Document excerpt:
+---+

AUTOBIOGRAPHY - 1978 - 28 Years Old

MARY ABILENE BORN!!!   Oct. 17, 1978

Originating Circle:
Family
Wes Parish-Pixler
Mary Abilene Parish-Pixler
Mom and Dad Parish

Friends
Brook and Tom Henderson

Church
Ed Corn
Forsythe




est (Denver)
Joe Tanenbaum
Tova
Fred Hopkins
Candace
Linda Zraik, Sandy Speedy

What Happened: 
Wes continued as the associate pastor, and he started learning first hand about being a pastor. He loved preaching but didn't get the chance very often.   He put new prayers on the church's answering machine every day. He learned the hard way that moving tables for the UMW women was more important than working on a sermon.  

I acted in a play at the University of Sothern Colorado, called "The Women."   We drove to Colorado Springs for our est seminars.

Some time after charge conference, perhaps February (?) Wes was reassigned to a three-point charge of Ellicott, Simla and Edison-Leader United Methodist churches. He was in effect a circuit rider, and it made for a long day to drive to and preach at all those services.   I'm not sure exactly where or when Mary Abilene was conceived, in Pueblo or Ellicott, but about that time.  In Ellicott we lived in our first house, the parsonage next to the church.  A new sanctuary had been built, I think in 1967. The old church was used for Sunday school upstairs and fellowship hall down.  The parsonage in Ellicott was old, we could pull snow from the curtains in the winter. Ed Corn, the head of the trustees, said we were whiners. (He kept his own house so cold his children and wife had to huddle in blankets--and that's when they had us there as guests!)   We had a pretty cat.

+---+

Supplied entries:
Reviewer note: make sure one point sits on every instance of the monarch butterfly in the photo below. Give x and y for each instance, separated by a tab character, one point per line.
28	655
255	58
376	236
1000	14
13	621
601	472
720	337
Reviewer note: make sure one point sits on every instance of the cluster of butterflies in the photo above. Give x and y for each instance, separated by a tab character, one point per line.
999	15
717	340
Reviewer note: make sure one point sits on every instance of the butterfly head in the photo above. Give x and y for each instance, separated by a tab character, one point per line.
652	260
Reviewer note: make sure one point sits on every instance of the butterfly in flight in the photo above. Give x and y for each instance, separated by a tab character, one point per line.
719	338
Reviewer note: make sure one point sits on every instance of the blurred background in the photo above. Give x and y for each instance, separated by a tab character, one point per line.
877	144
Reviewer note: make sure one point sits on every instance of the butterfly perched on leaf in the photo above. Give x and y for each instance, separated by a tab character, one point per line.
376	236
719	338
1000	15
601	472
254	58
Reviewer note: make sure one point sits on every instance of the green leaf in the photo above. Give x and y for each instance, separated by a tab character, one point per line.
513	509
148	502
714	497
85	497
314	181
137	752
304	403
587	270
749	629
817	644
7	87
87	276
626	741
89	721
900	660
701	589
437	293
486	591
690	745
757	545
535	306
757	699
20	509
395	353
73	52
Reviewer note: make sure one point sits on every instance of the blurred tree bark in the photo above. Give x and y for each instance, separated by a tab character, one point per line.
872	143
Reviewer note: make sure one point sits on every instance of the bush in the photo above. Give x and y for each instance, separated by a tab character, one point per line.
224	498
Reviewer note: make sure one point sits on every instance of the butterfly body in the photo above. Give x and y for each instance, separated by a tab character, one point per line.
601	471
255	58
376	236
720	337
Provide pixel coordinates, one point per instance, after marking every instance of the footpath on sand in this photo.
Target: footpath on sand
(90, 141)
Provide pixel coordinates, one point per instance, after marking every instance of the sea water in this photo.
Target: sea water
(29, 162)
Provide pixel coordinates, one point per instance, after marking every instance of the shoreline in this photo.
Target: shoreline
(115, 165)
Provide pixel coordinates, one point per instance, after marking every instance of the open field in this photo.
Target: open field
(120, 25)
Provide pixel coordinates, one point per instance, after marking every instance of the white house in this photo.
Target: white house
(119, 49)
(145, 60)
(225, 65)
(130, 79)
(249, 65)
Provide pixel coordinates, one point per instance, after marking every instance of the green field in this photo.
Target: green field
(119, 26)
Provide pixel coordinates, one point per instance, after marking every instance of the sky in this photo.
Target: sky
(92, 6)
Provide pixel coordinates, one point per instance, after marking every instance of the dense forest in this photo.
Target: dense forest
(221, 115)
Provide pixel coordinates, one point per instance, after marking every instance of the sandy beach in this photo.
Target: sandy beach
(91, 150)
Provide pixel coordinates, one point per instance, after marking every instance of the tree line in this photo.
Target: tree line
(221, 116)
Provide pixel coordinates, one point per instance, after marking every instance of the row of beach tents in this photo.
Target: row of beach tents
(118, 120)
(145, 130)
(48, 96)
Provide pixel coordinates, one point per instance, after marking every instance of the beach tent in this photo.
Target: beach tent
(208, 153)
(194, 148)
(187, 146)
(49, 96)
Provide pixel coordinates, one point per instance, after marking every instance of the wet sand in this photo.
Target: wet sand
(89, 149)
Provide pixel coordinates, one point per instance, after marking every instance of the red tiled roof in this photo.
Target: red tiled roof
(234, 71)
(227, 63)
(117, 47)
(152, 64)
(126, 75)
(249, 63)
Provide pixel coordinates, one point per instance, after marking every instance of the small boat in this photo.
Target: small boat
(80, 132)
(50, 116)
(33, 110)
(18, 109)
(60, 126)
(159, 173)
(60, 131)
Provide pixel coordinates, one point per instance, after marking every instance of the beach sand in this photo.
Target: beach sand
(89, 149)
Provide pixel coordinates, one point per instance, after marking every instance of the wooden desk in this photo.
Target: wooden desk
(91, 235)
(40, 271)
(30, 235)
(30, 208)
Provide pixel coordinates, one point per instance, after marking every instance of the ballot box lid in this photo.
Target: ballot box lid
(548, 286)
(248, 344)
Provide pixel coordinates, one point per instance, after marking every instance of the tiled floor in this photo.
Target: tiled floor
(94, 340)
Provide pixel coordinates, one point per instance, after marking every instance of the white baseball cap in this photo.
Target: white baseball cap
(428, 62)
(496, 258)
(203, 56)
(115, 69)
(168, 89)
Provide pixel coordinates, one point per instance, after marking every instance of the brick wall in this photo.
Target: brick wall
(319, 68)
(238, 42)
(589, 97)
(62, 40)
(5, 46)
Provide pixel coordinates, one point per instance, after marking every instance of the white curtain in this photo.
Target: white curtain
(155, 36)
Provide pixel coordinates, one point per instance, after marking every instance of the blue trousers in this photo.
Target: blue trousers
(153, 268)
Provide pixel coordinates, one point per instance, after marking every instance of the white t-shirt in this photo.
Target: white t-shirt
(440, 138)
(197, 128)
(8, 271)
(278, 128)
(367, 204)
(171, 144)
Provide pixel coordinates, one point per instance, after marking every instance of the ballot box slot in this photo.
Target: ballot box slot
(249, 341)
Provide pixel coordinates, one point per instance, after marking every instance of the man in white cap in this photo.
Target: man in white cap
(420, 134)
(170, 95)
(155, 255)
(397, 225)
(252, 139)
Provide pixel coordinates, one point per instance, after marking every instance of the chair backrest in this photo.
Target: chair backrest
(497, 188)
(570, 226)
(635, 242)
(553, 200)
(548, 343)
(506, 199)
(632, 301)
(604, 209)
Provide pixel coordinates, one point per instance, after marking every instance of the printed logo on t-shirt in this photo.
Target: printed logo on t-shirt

+---+

What to do:
A. Say whether each statement agrees with the 1978 autobiography. Answer yes or no for each and quote the words from the text that decide it.
(i) As associate pastor, Wes had frequent chances to preach.
(ii) In Ellicott, the family lived in the parsonage next to the church.
(iii) The old church building in Ellicott stood unused after the new sanctuary was built.
B. List every name that the 1978 autobiography gives under the heading "est (Denver)".
C. In the 1978 autobiography, who was the head of the trustees in Ellicott?

Solution set:
A.
(i) No: "He loved preaching but didn't get the chance very often."
(ii) Yes: "In Ellicott we lived in our first house, the parsonage next to the church."
(iii) No: "The old church was used for Sunday school upstairs and fellowship hall down."

B. Joe Tanenbaum, Tova, Fred Hopkins, Candace, Linda Zraik, Sandy Speedy

C. Ed Corn